> _Selected extract_
= = = = = = =

During the weeks leading up to Christmas, more animals are adopted than at any other time of the year. However, the weeks after Christmas, in the end of December and early January, more animals are surrendered to shelters than at any other time.
Why does this happen? There are many reasons. That “Christmas surprise” was not as well-received as the givers had hoped. That adorable Christmas puppy has already become more work and more mess than Mom and Dad had anticipated. The kids are already bored with their new four-legged toy and want something different.
How can you prevent this? Consider carefully before choosing to bring home a kitten or puppy for your children’s Christmas gift this year. A kitten or puppy can be one of the most magical gifts on Christmas morning, but a pet should be more than that. You want to teach your children that owning a pet is about love, commitment and responsibility.
Ask your children why they want a kitten or puppy right now. Did they see one in a movie that they thought was especially cute, loveable, brave or loyal? Did they encounter one at a friend’s house and now want one of their own?
It’s also important to ask your children what they know about how to take care of a kitten or puppy. Do they understand that a puppy will need to be played with, walked, and cleaned up after for many months in addition to being fed and watered? Do they understand that a kitten may not want to be carried around and cuddled all the time?

= = = = = = =

> _Supplied records_
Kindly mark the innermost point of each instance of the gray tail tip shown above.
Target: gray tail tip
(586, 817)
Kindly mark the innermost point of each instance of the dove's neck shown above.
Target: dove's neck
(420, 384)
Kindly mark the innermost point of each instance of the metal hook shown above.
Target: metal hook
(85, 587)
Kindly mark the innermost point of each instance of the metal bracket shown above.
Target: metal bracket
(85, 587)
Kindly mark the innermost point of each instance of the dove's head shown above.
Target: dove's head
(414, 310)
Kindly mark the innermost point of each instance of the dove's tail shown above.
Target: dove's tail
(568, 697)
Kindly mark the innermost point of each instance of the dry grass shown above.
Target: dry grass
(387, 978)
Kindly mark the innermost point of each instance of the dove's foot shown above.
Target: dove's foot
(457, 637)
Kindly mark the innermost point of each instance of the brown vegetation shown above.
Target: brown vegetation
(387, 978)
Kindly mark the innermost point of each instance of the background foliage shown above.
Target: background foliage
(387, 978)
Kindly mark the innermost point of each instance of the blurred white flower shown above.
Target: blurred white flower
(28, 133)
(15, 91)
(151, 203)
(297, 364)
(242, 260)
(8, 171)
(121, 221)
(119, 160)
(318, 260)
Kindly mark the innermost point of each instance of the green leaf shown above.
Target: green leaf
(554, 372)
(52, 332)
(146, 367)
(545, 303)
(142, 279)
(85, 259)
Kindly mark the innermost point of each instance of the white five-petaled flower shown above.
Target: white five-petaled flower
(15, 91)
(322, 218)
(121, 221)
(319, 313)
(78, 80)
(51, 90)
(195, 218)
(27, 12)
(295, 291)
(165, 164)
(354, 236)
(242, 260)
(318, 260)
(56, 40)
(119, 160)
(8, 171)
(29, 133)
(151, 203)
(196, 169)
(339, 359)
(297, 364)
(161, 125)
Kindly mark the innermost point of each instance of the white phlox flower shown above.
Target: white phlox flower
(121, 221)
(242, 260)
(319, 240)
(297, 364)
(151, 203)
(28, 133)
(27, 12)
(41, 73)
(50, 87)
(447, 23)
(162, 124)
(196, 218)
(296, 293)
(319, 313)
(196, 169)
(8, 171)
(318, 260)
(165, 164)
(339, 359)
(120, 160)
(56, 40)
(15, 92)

= = = = = = =

> _What you will do_
Pick up the text on pets given as Christmas gifts and continue it after its last sentence. The records are separate material, unrelated to the text on pets given as Christmas gifts.

> _Expected answer_
Have your children had much experience with cats or dogs? If not, you might want to try fostering one first before you make the commitment to adopt or purchase a permanent addition to your family. Children don’t automatically know how to handle a kitten or puppy appropriately. You have to take the time to show them how gently a kitten needs to be held or not to hug a puppy too tightly.
Growing up with a cat or dog can be a wonderful experience for a child. The relationship provides unconditional love and support, as well as the opportunity to begin learning responsibility. PetFinder has a great article for further advice.
Jessie, an eight year old deaf Shih Tzu/Sheepdog mix from Nashville, is a perfect example of Christmas adoption done right. Her new owner is a nine year old boy who just triumphed over cancer. His mother spent six months searching for the right dog, one who would be gentle and calm enough for a very special little boy.